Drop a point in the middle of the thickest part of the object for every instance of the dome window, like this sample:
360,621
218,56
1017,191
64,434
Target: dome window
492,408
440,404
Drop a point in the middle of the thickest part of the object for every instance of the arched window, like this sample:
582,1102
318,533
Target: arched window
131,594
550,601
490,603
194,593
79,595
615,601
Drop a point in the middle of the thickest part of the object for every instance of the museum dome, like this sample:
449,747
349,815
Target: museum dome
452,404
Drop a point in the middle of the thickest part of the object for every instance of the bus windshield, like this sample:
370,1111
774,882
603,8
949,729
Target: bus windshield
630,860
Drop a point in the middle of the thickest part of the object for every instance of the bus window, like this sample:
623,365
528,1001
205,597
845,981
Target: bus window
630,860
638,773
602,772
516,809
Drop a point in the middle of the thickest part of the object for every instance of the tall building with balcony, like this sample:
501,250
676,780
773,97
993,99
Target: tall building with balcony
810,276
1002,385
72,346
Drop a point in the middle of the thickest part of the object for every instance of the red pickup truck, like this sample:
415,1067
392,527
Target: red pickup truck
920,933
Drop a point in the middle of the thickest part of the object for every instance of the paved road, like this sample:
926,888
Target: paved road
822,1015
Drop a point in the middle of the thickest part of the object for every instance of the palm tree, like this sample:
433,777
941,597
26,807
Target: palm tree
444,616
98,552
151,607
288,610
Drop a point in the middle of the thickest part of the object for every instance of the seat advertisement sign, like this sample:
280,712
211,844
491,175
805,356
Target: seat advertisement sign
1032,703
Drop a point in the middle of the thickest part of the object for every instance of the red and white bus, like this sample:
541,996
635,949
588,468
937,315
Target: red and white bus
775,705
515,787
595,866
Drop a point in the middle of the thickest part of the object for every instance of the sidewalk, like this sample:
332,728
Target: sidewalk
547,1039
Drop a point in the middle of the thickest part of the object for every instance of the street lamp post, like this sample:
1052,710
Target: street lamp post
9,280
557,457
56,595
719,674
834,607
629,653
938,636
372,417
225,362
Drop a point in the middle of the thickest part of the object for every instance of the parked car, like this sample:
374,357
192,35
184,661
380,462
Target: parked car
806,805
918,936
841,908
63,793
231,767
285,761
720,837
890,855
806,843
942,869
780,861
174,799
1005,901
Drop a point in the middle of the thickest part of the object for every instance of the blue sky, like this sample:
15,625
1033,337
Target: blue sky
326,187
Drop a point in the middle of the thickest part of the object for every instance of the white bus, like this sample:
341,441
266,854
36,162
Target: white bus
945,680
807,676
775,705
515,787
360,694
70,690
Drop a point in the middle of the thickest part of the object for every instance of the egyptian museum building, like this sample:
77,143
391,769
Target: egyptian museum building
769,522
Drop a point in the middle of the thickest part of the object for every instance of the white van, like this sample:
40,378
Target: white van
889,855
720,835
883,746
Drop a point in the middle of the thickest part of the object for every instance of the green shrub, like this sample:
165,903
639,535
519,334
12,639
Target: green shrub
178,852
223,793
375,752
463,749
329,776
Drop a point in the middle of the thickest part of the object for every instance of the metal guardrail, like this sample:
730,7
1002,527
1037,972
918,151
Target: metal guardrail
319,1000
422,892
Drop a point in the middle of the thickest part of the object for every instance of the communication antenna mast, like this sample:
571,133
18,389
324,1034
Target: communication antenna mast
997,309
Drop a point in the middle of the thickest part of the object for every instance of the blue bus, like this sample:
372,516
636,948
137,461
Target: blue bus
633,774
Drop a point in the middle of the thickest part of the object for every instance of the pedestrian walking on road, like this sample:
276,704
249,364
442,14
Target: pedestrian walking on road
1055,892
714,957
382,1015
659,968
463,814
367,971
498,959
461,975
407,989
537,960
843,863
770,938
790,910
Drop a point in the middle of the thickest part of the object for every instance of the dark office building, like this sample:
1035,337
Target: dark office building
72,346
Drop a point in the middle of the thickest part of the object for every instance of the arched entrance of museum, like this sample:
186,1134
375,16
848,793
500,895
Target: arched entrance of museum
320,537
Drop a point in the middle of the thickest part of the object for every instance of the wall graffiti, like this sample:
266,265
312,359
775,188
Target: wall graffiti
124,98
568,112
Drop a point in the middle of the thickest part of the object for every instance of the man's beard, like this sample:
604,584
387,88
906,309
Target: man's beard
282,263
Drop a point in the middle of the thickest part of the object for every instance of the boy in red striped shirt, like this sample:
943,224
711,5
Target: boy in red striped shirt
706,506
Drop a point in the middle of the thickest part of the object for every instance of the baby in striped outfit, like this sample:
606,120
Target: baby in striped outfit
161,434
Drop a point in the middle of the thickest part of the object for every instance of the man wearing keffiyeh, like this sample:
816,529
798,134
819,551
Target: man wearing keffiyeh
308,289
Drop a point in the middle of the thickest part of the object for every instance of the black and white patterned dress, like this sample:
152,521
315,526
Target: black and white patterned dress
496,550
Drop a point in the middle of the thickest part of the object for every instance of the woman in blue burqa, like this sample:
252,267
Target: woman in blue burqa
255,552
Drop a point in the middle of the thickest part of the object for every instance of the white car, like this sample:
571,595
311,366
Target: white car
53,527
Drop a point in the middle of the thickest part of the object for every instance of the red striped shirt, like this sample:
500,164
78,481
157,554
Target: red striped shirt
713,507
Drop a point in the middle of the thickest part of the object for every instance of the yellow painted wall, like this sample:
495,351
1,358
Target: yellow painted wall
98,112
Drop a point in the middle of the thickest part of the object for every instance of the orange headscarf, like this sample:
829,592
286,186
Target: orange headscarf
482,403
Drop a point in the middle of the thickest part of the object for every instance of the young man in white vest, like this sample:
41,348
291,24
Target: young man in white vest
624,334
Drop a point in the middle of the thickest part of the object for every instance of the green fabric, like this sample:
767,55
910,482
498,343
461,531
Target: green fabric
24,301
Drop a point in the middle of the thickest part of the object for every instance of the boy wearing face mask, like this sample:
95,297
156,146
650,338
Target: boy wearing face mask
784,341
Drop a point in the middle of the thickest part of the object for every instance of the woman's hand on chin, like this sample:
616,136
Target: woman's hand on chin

» Given problem: Using the material above, reproduce exactly the line that contains "the red striped" and all lines after it through the last one, and only those.

» Task solution:
Drop a point in the middle of the thickest part of the object for every instance of the red striped shirt, like this sample:
500,164
78,481
157,554
Target: red striped shirt
713,507
Drop a point in the middle of the thickest part of the object for every instance of the yellow painted wall, like this sample:
495,351
1,358
Target: yellow painted wall
98,112
Drop a point in the middle of the thickest part of the object for every instance of the orange headscarf, like this sample:
829,592
286,186
Target: orange headscarf
482,403
Drop a point in the middle of the thickest part of the object for every instance of the young man in white vest, like this sample:
41,348
291,24
Target: young man in white vest
624,334
Drop a point in the middle of the thickest part of the object for every instance of the green fabric, like this sample:
767,55
910,482
498,343
461,531
Target: green fabric
24,301
Drop a point in the middle of the thickest part of the object for every instance of the boy wearing face mask, like this sample:
95,297
156,146
650,338
Target: boy wearing face mask
784,341
Drop a point in the middle of the thickest part of the object for every instance of the woman's hand on chin, like this sample:
616,136
Target: woman's hand on chin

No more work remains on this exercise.